• INSTRUCTIONS FOR THE TASK:
Find each line of the data below that contains the word "every", and copy those lines out. Treat the match as case-sensitive.

** BEGIN DATA EXTRACT **

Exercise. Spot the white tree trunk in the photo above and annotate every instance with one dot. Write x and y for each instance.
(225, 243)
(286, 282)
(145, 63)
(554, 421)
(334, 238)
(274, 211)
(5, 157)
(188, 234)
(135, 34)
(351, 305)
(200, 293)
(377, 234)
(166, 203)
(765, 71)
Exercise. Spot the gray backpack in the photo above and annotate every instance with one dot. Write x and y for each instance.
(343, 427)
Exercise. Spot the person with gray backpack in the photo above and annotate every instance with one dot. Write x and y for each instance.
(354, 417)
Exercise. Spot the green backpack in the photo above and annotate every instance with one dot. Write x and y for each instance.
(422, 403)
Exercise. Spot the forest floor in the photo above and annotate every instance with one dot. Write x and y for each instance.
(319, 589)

** END DATA EXTRACT **
** BEGIN DATA EXTRACT **

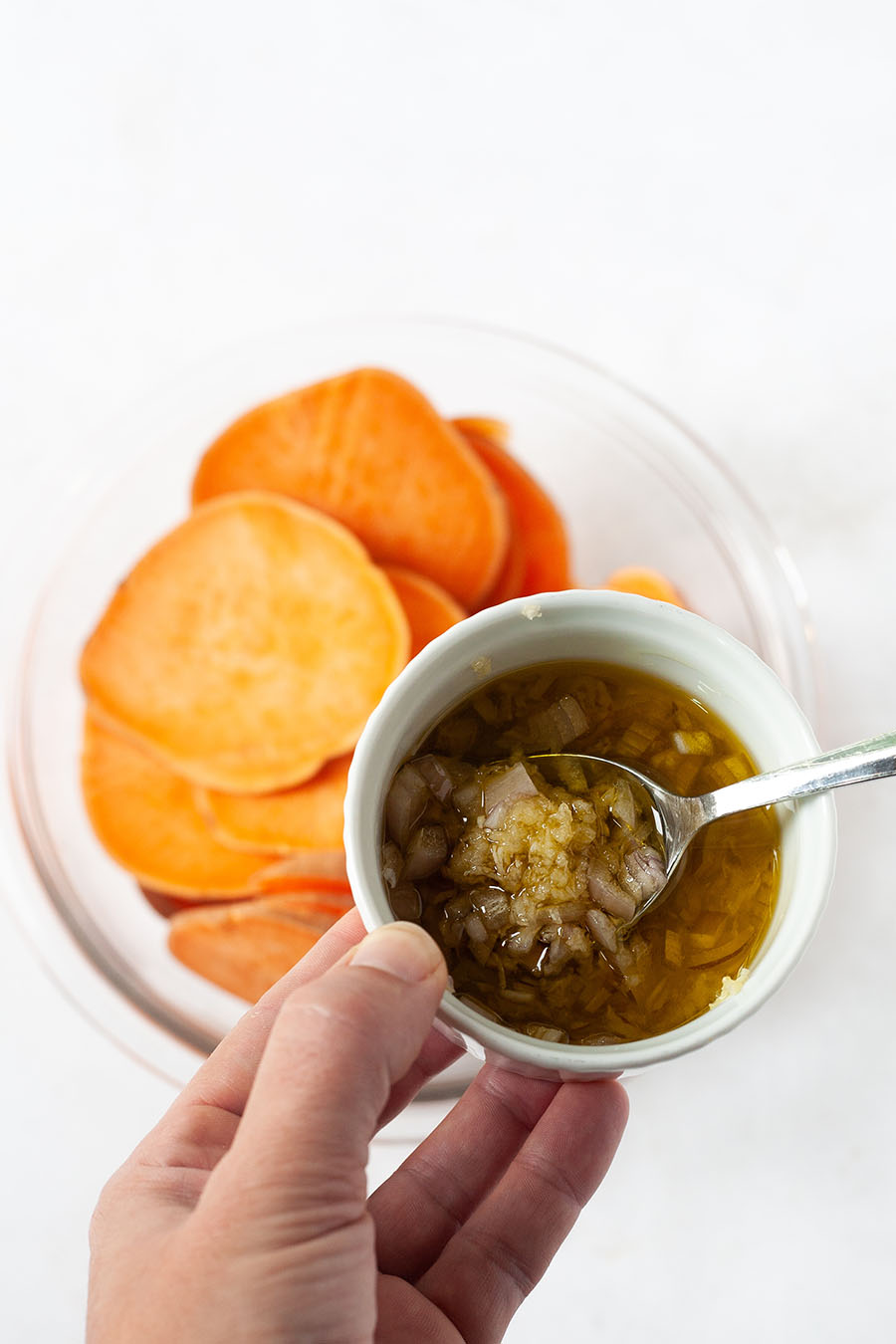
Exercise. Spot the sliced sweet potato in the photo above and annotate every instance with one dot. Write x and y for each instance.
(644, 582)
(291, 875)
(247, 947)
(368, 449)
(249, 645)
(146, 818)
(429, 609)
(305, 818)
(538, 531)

** END DATA EXTRACT **

• CORRECT RESPONSE:
Exercise. Spot the white tree trunk in the photo above and annotate every instance with one dot. Write x and y for each instance.
Exercise. Spot the gray backpack in the photo above and annotate every instance with one dot. Write x and y for each instance.
Exercise. Spot the person with gray backpack in the photo above and annotate every instance with one dot. Write x and y for each instance.
Exercise. Spot the green backpack in the photo above and annotate every instance with one dot. Write x and y for each instance.
Exercise. Spot the forest floor in the photo above and annotate every instance with one dot. Write x and y for each instance.
Exercise. Spot the sliced sweet potato in the photo above and annotate every instance with one dot. Write x and y for each instance.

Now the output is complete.